▶ [TASKS TO PERFORM]:
- 1) Copy the passage from the Jehol Biota article word for word, starting at "While much of" and ending at "might have been.".
- 2) Answer these questions using the Jehol Biota article:
(a) In which province is the Jehol Biota located?
(b) What springtime temperature did Zhang find for the site?
(c) What altitude did Zhang et al. estimate for the site during the Cretaceous?
- 3) Write the next part of the article about the Jehol Biota's Cretaceous climate, picking up after its final sentence.

Cool oasis for Cretaceous feathered dinosaurs

The Jehol Biota, an ancient ecosystem in Liaoning province in northeastern China, includes a dense and diverse array of Cretaceous flora and fauna and is a hot spot of feathered dinosaur fossils. A new study reconstructs a cool climate and high elevation at the site, providing critical environmental context for the wide array of dinosaurs preserved there.

Paleobiologists do not think that feathers, which evolved during the Jurassic, were originally used for flying because early examples were too small and stubby to support flight. Instead, like feathers on modern birds, dinosaurs' feathers likely served other purposes, including insulation.

Lead study author Laiming Zhang, a paleoclimatologist at the China University of Geosciences Beijing, estimated what the air temperatures and elevation of the Jehol Biota were around 125 million years ago by using the isotopic composition of carbonate minerals that formed in soils. He found low springtime temperatures, around 6°C, suggesting a cool climate.

Zhang said, Conventional thinking is that temperatures in the Early Cretaceous were high. Other studies based on ocean temperatures in the region estimated 15°C–35°C, consistent with a greenhouse climate. "So we thought this was a special phenomenon and wanted to find out what could have caused this low temperature.

While much of the Cretaceous world was hot, cooler ecosystems could have thrived in higher elevations. To see whether elevation could reasonably explain the cool temperatures, Zhang used the temperature difference between his land reconstructions and those from nearby ocean records to estimate how high the land might have been. 

Zhang et al. found that the altitude was likely 3–4 kilometers (about 10,000–13,000 feet) at the site of the Jehol Biota during the Cretaceous. The pale elevation estimate is supported by two additional lines of evidence. During the Early Cretaceous, northeastern China was undergoing dramatic tectonic changes associated with the Yanshanian orogeny. Biology reflects a colder climate, too, with remains of plants known to live in cool ecosystems found nearby.

▶ [DATASET ENTRIES]:
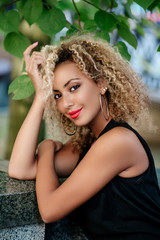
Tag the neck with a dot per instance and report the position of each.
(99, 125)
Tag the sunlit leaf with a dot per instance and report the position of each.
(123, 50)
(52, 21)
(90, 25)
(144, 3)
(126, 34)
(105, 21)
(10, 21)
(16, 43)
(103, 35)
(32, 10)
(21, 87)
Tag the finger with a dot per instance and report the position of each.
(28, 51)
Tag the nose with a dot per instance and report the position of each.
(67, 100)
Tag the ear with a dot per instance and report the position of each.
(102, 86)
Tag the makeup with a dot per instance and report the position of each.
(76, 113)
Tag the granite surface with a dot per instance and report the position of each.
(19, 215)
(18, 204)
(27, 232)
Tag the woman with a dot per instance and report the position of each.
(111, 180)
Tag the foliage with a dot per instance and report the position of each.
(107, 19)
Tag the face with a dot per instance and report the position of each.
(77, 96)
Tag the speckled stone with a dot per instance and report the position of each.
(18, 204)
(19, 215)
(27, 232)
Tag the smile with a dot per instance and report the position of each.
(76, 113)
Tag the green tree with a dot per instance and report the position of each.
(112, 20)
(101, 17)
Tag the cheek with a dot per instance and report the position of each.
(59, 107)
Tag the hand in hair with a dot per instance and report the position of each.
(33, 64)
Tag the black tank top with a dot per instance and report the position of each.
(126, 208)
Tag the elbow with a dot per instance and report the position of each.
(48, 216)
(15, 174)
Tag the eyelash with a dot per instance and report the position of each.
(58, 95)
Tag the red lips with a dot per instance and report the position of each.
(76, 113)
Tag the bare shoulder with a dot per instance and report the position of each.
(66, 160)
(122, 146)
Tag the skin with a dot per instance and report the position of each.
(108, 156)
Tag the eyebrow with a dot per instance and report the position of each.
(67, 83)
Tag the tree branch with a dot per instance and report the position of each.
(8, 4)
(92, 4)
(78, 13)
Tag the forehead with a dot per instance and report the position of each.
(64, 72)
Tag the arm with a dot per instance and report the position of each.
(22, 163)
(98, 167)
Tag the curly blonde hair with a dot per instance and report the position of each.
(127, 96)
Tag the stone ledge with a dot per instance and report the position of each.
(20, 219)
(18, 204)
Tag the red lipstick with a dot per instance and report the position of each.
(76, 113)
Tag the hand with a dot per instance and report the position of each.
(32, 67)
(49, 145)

▶ [ANSWERS BY TASK]:
- 1)
While much of the Cretaceous world was hot, cooler ecosystems could have thrived in higher elevations. To see whether elevation could reasonably explain the cool temperatures, Zhang used the temperature difference between his land reconstructions and those from nearby ocean records to estimate how high the land might have been.

- 2)
(a) Liaoning province, in northeastern China.
(b) Around 6°C.
(c) Likely 3–4 kilometers (about 10,000–13,000 feet).

- 3)
Zhang said, we not only have resulted from the carbonate data, which are consistent with previous studies, but we also have the biota insects and plants that suggest a low temperature and a high elevation.

With these pieces in place, Zhang thought it reasonable that dinosaurs in this region would have benefited from insulation. With previous evidence from eggshells and bones that the dinosaurs' body temperatures were much higher than the cool air temperatures this study estimated, Zhang reasoned that the dinosaurs may have needed feathers' help to stay warm.

Sarah Davis, an evolutionary paleobiologist at the University of Texas at Austin said, it's long been thought that feathers helped dinosaurs with insulation, as well as for display. The idea that feathers and feather-like structures are prevalent in this community of dinosaurs, in part because of the climate, makes sense. Feathered dinosaurs could have done well at this locality because of their insulation.

The new context of climate and elevation provides useful background for studying one of the world's best sites for fossils of feathered dinosaurs.